Named object pointing data

((

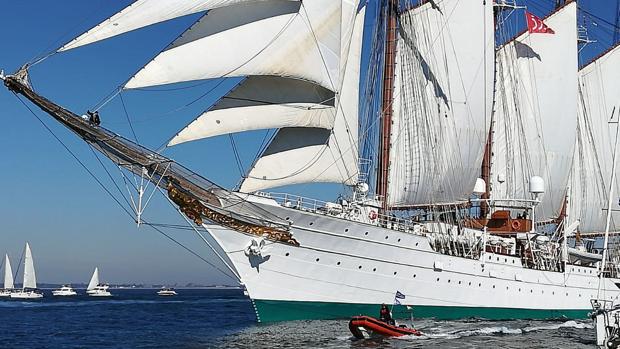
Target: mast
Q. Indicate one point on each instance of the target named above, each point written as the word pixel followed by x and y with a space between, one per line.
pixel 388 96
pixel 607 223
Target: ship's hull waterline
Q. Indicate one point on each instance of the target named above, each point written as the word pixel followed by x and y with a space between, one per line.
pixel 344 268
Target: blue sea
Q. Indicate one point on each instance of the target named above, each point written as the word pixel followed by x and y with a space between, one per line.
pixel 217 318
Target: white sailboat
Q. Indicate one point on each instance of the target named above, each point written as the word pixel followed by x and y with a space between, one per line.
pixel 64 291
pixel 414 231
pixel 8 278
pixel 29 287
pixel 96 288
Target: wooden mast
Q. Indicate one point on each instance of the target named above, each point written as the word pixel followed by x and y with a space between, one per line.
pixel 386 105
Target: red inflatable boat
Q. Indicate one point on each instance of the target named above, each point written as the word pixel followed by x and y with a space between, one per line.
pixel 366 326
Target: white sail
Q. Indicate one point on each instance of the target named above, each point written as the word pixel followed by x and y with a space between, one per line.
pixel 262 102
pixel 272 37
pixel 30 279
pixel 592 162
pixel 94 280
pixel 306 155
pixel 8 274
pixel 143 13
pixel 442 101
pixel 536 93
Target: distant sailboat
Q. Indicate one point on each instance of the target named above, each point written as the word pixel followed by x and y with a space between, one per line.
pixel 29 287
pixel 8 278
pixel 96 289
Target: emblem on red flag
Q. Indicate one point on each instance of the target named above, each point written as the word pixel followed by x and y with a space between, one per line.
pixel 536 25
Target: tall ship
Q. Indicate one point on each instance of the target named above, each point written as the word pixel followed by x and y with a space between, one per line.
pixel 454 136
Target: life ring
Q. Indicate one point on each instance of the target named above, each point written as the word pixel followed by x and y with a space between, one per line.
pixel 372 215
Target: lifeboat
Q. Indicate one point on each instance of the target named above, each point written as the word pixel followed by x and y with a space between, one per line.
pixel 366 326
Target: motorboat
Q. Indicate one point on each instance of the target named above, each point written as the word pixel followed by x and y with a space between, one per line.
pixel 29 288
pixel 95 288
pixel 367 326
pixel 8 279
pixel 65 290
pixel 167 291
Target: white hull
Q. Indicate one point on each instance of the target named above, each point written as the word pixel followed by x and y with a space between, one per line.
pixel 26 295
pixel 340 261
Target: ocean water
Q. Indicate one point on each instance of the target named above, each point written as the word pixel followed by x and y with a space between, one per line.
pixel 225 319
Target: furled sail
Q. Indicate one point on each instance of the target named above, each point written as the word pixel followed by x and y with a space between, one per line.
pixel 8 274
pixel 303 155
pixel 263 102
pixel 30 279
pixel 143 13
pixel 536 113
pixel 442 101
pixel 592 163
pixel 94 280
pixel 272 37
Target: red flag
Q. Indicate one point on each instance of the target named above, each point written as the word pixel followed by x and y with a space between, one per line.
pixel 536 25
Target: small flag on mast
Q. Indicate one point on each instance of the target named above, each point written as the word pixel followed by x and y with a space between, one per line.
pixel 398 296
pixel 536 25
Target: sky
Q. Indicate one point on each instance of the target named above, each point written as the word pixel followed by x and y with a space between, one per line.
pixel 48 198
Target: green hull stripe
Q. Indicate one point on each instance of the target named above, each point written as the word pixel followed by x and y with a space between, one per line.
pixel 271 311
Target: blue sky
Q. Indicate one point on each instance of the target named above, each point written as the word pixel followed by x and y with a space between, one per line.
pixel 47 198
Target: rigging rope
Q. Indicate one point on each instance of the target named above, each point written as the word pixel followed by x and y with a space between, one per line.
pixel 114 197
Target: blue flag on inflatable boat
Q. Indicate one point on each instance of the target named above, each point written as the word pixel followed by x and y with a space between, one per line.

))

Starting with the line containing "Target: red inflatable boat" and going on through the line containing "pixel 372 215", could you write out those lines again with "Indicate" switched to "Mark" and nothing else altered?

Target: red inflatable boat
Q. Mark one point on each instance of the target named above, each point written as the word pixel followed by x and y with a space between, one per line.
pixel 366 326
Target: white sail
Q. Mark one point on each instance of the target named above, each point written as the word pixel followed by x and y with a space between, one per line.
pixel 262 102
pixel 272 37
pixel 30 279
pixel 592 162
pixel 94 280
pixel 306 155
pixel 8 274
pixel 143 13
pixel 442 101
pixel 536 93
Target: distant sailboat
Q. Mark one point on each instance of the target named above, each point written as the word pixel followed by x and y with a space between, one per line.
pixel 29 287
pixel 8 278
pixel 96 289
Target: emblem on red flag
Q. Mark one point on each instance of the target named above, each point written as the word pixel followed by x and y with a space between, one per line.
pixel 536 25
Target: tall ship
Q. Mark one point on each instance of the target named above, each point written as the word pixel followed by x and y with a space between, one per line.
pixel 454 136
Target: life ring
Q. Mark one point on each instance of the target named above, each point written as the word pixel followed by x and y with a space between, one per line.
pixel 372 215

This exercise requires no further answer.